--- Start Entries provided ---

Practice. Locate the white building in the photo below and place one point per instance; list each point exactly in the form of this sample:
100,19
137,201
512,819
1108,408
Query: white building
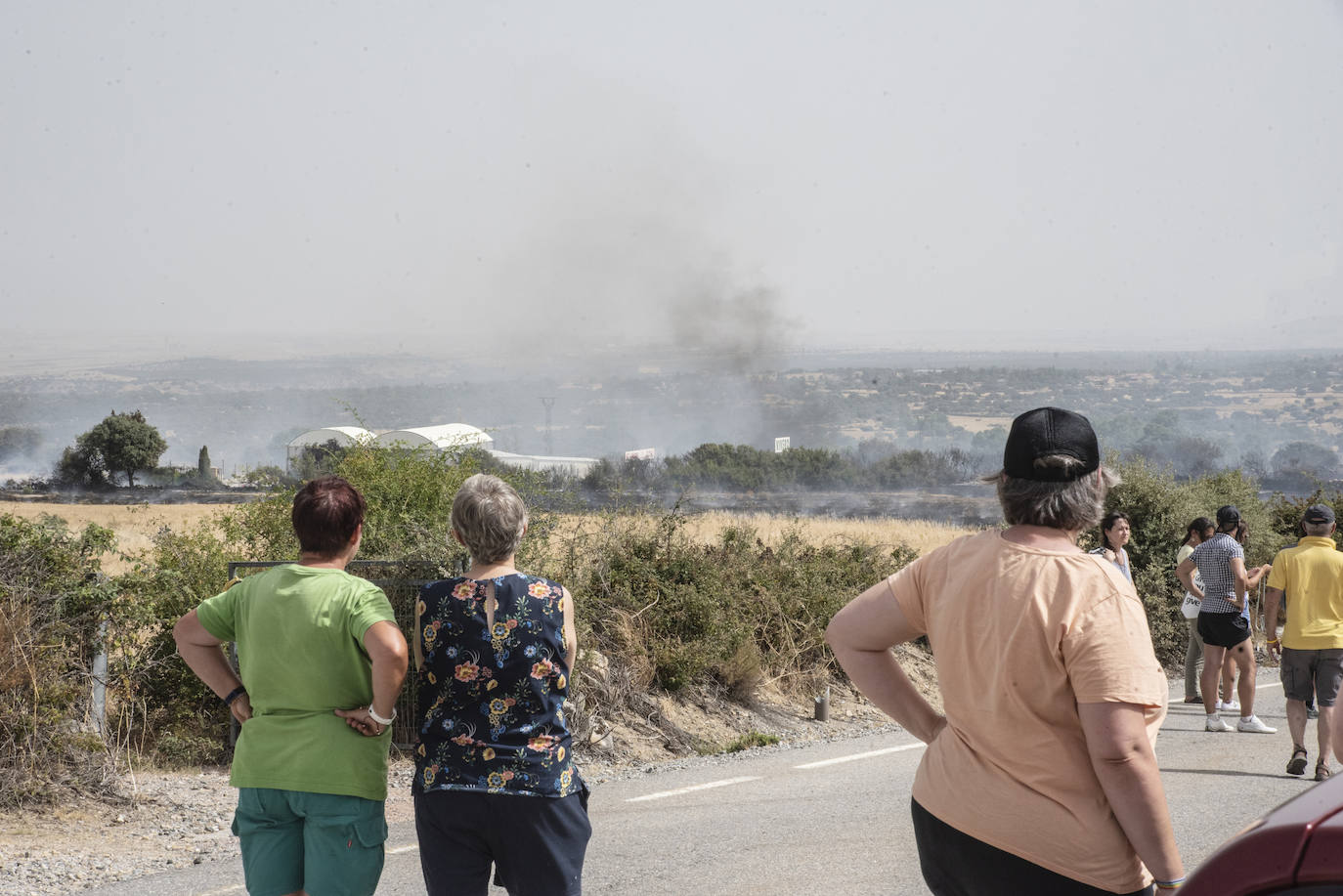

--- End Entries provided ---

Return every line of the records above without changing a character, and leave the pictures out.

Solution to this problem
Practice. Locate the white building in the photo below and place one point per instance; list each point exactly in the form of this sample:
100,19
137,201
512,819
1108,408
Query: white building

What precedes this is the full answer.